* Written problem
Starting at the line that contains "Put a dot on each instance of the woman in" and ending at the last of the entries, output each line as a row of a Markdown table with the columns Row and Line, skipping blank lines and leaving out the pictures.

──────────────────────────────

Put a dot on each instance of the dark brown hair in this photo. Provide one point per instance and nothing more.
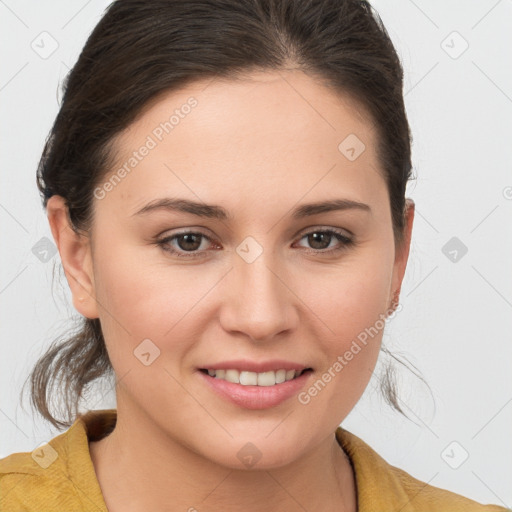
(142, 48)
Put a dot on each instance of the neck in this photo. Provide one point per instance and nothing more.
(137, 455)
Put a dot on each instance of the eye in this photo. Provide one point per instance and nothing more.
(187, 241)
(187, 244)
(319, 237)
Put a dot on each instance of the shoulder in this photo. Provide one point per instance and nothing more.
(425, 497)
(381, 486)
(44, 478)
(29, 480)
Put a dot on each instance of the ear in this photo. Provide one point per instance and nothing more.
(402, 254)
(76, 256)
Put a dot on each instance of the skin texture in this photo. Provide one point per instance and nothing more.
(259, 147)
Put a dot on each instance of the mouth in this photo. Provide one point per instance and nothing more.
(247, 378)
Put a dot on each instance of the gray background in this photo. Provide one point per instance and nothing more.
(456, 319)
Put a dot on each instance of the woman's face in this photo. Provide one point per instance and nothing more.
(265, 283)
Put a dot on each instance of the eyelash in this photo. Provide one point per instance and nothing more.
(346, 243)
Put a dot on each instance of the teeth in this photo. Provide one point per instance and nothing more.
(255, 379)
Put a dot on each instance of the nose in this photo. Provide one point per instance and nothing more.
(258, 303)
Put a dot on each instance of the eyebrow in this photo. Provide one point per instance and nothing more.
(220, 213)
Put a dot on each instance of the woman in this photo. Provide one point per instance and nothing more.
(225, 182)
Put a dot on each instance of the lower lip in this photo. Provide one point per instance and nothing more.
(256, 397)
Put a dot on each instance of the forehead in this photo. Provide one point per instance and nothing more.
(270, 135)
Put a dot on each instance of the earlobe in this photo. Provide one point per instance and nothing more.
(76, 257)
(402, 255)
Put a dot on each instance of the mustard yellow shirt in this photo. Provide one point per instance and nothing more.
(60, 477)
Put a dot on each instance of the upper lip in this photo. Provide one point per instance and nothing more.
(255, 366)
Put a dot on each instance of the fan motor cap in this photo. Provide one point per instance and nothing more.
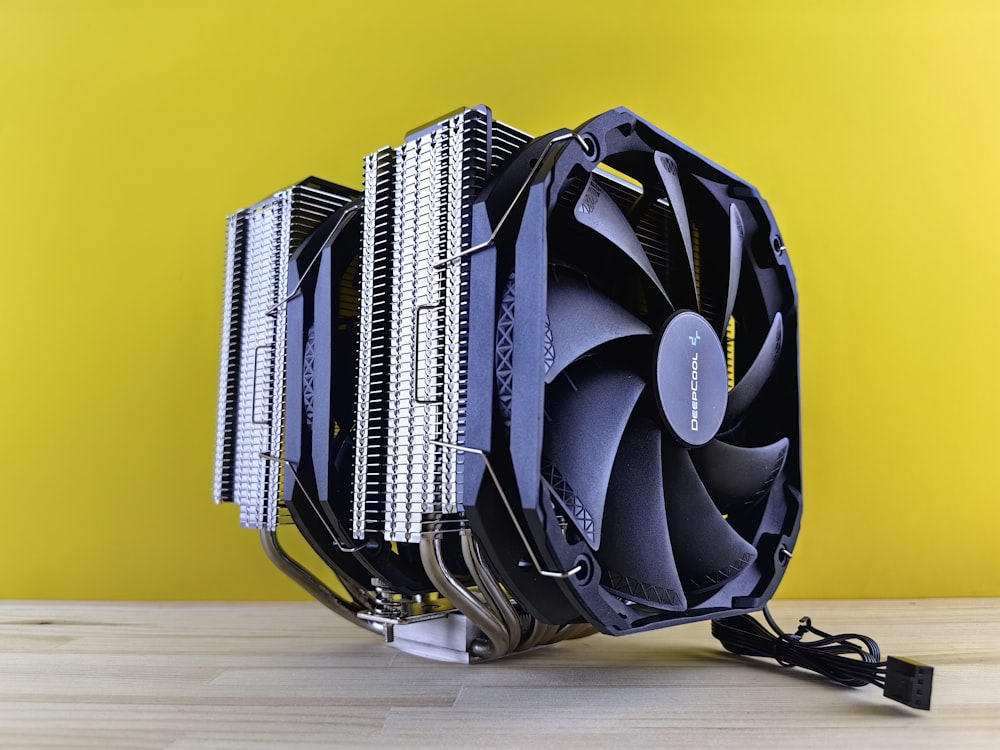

──────────────────────────────

* The output
| Row | Line |
|---|---|
| 1 | Put a dot on each instance of the woman in this photo. Provide one point per instance and nothing more. |
| 2 | (225, 182) |
| 3 | Put a dot on each instance of the lower lip in this photo. Provide one point per instance and nothing more. |
| 4 | (256, 397) |
| 5 | Put a dot on each instance of the forehead in this photo. Provide one point per instance and nothing more. |
| 6 | (270, 135) |
| 7 | Put a dot on each instance of the earlobe in this photo. Provide one point per instance and nothing more. |
| 8 | (76, 257) |
| 9 | (402, 255) |
| 10 | Put a dot on each instance of the mustard yellow shirt in this photo. Provide one point per instance and nothing more. |
| 11 | (60, 477) |
| 12 | Put a dot on each instance of the upper lip in this photo. Provide one point per instance and nothing more. |
| 13 | (255, 366) |
| 14 | Put a dot on each instance of the fan motor cap in this photo. Provide one point per instance and nothing more. |